▶ [What to do]:
How many lines in the items below contain the word "around", matching its case exactly? Reply with the number alone.
◇ ◇ ◇ ◇ ◇
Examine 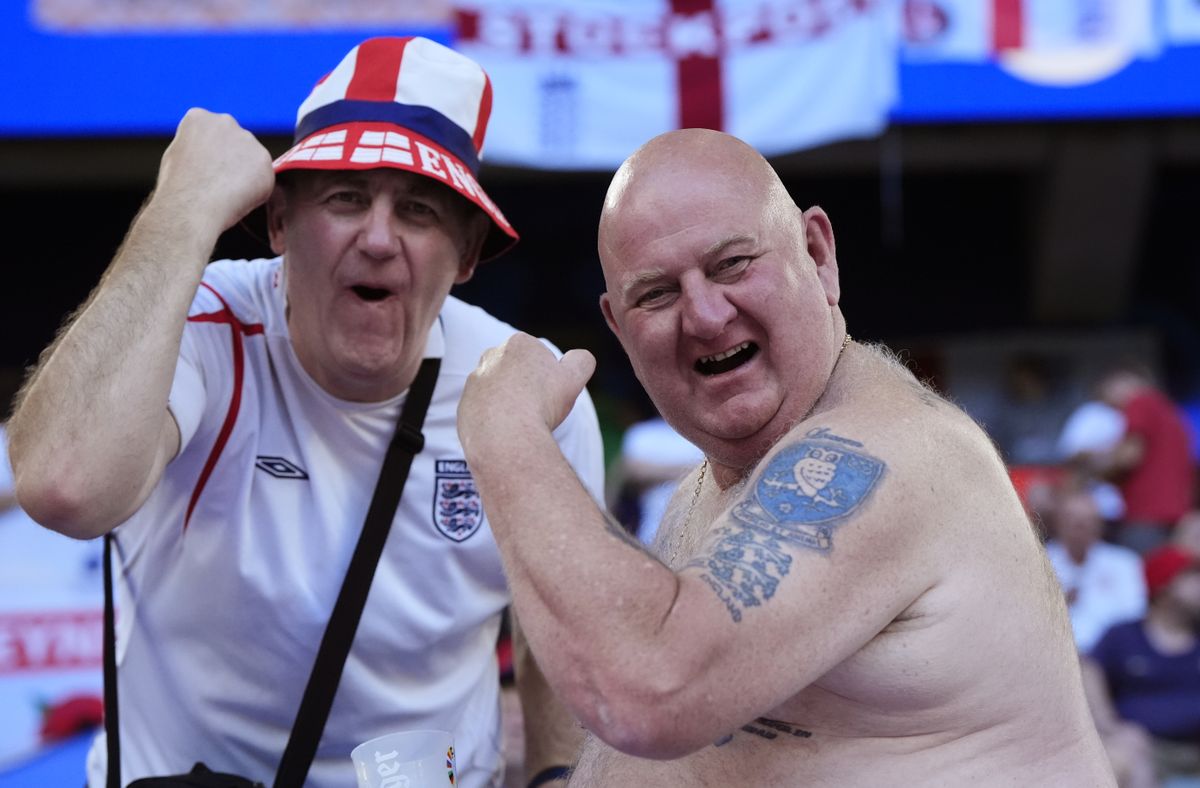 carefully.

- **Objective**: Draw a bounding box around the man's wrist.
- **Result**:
[526,766,571,788]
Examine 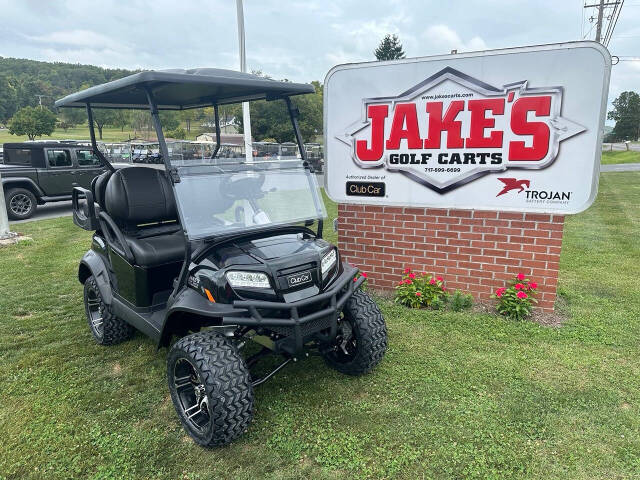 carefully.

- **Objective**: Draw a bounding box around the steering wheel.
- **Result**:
[220,173,265,200]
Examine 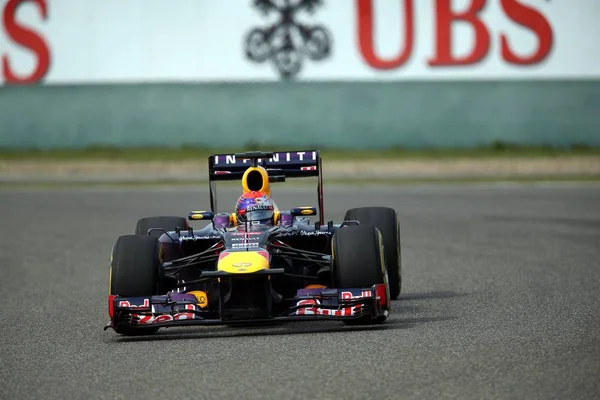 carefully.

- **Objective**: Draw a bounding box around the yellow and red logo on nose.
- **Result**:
[217,250,270,274]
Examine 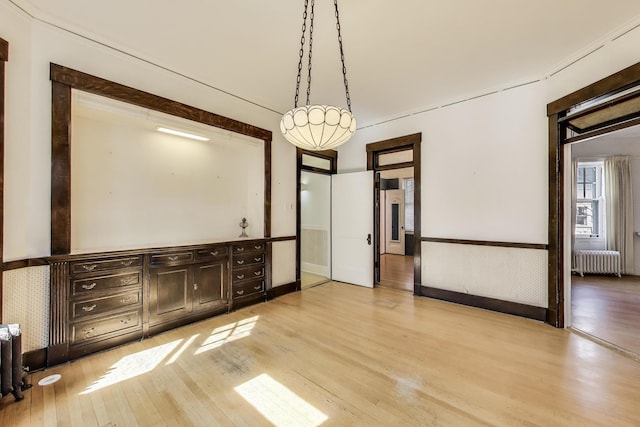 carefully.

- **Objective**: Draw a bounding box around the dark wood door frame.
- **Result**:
[547,63,640,328]
[296,148,338,291]
[0,38,9,322]
[367,133,422,295]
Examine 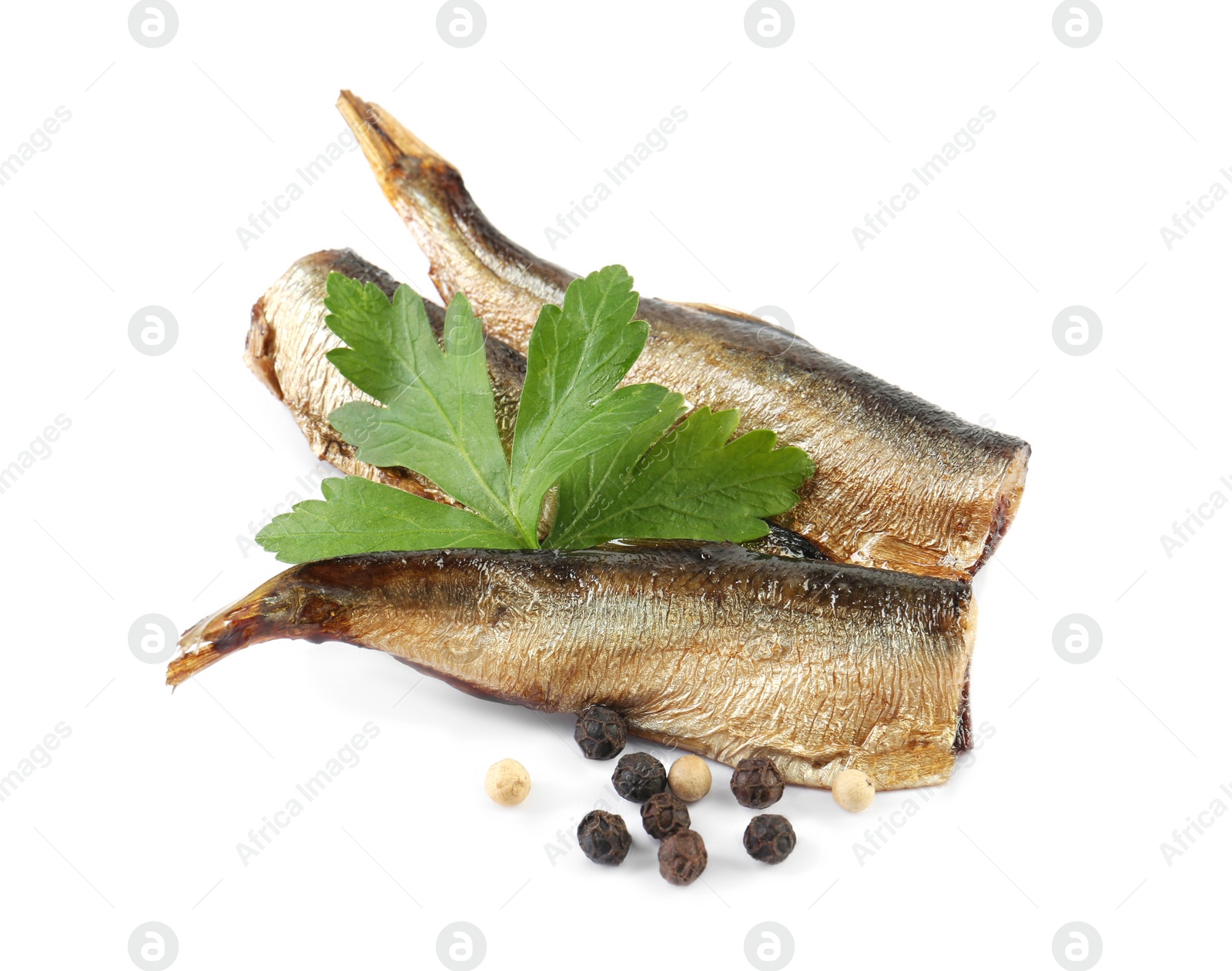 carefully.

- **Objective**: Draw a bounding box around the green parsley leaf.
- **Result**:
[256,266,813,563]
[507,266,670,527]
[544,402,815,550]
[325,273,522,539]
[256,476,521,563]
◇ ◇ ◇ ◇ ◇
▶ [Answer in full]:
5